Please return each line in the records below that contains the word "blue", copied unchanged.

============

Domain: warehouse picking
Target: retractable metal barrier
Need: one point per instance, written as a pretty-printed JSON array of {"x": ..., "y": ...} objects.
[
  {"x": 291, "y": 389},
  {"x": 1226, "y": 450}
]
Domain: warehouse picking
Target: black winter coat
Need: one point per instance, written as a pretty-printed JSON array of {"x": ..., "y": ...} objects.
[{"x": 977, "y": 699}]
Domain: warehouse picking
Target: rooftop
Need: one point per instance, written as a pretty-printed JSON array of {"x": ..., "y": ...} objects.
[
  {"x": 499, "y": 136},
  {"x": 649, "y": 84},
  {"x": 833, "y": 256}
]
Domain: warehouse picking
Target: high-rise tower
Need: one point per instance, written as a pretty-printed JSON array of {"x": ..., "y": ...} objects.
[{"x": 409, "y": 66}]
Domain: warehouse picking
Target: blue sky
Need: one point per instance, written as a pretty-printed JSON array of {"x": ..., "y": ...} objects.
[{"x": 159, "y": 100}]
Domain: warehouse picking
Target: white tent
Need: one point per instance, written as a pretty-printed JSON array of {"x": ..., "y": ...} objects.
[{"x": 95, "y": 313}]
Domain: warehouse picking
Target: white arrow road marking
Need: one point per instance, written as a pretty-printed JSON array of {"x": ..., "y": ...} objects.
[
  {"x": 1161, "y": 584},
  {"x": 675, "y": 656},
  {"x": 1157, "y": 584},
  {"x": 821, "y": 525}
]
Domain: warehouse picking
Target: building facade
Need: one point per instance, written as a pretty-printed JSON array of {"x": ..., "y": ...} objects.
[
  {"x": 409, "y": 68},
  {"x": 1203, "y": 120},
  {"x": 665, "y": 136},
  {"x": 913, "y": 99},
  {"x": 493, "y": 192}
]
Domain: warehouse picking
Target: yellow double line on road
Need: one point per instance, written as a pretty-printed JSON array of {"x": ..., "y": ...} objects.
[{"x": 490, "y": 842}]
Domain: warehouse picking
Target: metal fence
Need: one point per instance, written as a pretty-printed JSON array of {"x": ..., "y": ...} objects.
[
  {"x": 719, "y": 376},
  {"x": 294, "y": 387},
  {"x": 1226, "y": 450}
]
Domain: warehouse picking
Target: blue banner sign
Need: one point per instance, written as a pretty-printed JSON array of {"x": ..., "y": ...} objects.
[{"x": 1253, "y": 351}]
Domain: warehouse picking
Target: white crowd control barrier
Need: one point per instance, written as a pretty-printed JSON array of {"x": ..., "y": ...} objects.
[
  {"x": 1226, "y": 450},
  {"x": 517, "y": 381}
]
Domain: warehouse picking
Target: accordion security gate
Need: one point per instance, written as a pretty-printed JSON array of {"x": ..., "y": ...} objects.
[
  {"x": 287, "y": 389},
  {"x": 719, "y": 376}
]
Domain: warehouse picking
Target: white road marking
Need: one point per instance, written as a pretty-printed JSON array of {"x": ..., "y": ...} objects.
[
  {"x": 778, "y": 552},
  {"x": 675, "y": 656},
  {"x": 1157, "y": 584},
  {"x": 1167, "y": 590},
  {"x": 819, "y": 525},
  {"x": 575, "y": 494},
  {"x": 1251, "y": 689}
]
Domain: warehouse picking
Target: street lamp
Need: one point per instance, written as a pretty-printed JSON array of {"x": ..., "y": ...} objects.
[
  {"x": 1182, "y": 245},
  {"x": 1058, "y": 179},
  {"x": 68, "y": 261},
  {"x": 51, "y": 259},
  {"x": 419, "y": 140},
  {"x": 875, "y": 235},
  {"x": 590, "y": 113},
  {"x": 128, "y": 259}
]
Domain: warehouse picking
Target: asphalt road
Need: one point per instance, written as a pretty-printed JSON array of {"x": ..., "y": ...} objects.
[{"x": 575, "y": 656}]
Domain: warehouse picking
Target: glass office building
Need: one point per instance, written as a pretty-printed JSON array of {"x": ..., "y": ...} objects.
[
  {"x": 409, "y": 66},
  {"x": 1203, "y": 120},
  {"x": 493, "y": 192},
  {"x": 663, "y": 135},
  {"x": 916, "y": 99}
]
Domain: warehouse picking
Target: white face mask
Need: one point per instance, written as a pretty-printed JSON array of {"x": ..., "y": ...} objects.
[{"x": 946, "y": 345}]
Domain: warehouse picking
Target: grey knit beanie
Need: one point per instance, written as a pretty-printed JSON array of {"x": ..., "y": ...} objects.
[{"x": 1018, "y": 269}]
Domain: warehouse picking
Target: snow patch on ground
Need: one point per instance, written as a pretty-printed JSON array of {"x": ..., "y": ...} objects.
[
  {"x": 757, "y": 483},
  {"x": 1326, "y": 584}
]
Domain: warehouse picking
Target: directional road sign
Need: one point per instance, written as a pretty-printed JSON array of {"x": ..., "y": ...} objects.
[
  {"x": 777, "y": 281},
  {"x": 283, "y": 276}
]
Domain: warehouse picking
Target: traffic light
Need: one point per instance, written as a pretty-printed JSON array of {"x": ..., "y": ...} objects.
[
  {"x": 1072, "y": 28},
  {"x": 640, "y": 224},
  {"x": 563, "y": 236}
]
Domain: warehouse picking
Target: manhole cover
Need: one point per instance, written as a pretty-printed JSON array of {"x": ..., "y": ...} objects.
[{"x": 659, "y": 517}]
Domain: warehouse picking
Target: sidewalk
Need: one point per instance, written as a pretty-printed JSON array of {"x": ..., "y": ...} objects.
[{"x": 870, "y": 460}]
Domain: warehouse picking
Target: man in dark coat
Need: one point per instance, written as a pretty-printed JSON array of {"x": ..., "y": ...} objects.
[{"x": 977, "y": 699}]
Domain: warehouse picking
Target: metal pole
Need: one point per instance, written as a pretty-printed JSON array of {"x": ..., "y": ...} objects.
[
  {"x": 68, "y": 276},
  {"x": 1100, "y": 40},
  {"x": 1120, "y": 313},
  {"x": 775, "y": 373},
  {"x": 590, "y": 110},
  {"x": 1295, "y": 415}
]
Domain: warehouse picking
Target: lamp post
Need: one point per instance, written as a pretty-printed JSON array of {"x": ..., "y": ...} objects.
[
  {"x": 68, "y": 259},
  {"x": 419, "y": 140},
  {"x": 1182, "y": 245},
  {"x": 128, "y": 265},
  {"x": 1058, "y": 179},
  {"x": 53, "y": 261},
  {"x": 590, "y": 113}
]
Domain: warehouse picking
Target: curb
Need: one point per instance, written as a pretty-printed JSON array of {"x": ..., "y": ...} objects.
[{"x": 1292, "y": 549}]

============

▸ RESULT OF THIS TASK:
Target: blue sky
Target: blue banner sign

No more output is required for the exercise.